Work to be completed ::
Copy the stretch of lines from the one containing "Track-and-sign request: indicate each instance of the pale" through the one containing "x=499, y=140", keeping each of them unchanged.

Supplied records ::
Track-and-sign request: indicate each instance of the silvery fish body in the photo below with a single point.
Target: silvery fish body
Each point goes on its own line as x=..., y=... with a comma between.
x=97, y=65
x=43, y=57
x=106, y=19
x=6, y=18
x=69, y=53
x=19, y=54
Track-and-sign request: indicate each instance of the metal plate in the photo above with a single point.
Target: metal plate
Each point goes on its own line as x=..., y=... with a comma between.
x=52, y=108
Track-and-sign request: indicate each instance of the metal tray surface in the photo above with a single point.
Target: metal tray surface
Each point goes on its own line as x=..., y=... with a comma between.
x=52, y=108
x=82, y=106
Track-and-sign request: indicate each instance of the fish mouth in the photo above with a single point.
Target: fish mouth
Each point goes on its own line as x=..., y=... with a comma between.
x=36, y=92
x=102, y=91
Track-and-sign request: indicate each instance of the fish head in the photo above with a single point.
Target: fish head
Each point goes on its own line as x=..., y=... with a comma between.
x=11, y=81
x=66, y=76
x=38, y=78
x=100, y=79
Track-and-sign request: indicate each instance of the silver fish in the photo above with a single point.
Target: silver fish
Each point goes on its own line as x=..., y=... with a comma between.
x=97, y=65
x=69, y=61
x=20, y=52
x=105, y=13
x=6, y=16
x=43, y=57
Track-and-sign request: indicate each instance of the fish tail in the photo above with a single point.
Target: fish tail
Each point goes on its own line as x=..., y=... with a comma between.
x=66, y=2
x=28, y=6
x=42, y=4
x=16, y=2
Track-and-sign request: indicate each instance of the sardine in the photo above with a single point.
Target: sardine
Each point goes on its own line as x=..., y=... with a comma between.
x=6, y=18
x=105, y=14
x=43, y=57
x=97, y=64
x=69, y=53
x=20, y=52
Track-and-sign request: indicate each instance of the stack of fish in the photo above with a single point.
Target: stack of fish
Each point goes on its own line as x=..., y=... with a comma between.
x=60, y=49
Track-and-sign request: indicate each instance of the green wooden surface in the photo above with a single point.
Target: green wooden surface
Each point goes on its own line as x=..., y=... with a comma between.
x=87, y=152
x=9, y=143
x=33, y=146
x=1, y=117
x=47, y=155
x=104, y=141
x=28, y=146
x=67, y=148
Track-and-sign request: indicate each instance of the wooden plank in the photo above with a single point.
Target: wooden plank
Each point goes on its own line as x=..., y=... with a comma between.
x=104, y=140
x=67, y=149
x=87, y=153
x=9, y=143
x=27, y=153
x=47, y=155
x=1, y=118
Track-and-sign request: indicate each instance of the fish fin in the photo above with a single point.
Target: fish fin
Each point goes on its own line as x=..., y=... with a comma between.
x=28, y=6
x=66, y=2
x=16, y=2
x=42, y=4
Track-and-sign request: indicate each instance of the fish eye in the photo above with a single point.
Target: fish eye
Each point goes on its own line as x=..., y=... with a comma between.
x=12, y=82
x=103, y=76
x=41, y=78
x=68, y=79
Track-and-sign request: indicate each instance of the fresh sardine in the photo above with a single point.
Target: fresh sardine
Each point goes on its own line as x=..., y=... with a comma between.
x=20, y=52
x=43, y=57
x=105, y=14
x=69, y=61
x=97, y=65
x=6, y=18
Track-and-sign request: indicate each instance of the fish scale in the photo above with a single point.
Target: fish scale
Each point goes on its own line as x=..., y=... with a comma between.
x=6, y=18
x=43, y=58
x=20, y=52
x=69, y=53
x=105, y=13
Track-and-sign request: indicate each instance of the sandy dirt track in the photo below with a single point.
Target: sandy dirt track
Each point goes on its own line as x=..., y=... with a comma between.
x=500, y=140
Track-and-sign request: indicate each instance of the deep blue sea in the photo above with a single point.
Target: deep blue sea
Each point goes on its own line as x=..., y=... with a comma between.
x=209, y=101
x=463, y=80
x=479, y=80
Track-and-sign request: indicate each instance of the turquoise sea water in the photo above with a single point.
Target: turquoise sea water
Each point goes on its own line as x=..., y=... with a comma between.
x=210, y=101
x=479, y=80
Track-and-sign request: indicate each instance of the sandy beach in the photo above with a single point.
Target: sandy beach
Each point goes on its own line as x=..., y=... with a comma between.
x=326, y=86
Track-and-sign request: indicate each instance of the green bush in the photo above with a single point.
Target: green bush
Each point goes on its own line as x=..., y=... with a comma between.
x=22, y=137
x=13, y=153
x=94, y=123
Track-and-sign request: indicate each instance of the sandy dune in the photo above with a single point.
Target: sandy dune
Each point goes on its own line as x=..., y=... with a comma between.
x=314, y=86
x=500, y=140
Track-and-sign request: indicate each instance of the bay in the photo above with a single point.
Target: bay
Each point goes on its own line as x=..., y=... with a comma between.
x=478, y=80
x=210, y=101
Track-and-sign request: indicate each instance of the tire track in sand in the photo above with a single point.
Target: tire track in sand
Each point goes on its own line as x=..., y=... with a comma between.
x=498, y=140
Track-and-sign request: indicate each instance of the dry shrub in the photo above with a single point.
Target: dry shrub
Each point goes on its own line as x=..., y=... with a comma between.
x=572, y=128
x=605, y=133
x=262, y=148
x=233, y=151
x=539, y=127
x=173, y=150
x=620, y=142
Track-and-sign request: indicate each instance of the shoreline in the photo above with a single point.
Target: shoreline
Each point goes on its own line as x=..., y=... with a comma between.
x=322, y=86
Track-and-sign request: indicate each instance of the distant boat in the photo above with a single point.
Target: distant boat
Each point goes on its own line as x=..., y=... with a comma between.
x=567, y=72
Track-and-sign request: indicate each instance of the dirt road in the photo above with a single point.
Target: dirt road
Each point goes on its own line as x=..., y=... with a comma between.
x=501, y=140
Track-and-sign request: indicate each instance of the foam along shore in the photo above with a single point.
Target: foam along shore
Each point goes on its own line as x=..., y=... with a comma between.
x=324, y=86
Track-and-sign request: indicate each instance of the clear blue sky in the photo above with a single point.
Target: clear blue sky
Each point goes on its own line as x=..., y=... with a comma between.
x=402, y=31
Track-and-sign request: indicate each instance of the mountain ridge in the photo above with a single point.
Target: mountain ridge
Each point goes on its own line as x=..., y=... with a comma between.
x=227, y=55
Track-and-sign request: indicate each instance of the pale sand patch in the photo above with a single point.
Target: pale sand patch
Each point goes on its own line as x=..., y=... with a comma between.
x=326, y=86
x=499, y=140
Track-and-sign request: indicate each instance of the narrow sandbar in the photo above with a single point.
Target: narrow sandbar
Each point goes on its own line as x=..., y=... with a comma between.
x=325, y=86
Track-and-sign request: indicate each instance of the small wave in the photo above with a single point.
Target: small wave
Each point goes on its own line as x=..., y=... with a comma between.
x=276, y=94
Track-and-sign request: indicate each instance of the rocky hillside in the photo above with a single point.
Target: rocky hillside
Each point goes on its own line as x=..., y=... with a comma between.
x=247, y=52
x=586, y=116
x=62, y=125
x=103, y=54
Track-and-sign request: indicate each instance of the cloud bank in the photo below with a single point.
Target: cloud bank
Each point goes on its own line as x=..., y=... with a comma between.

Correct response ::
Track-and-sign request: indicate each instance of the pale sand patch in the photo above with a single point.
Target: pale sand patch
Each point goes on its own line as x=..., y=... with a comma between.
x=326, y=86
x=499, y=140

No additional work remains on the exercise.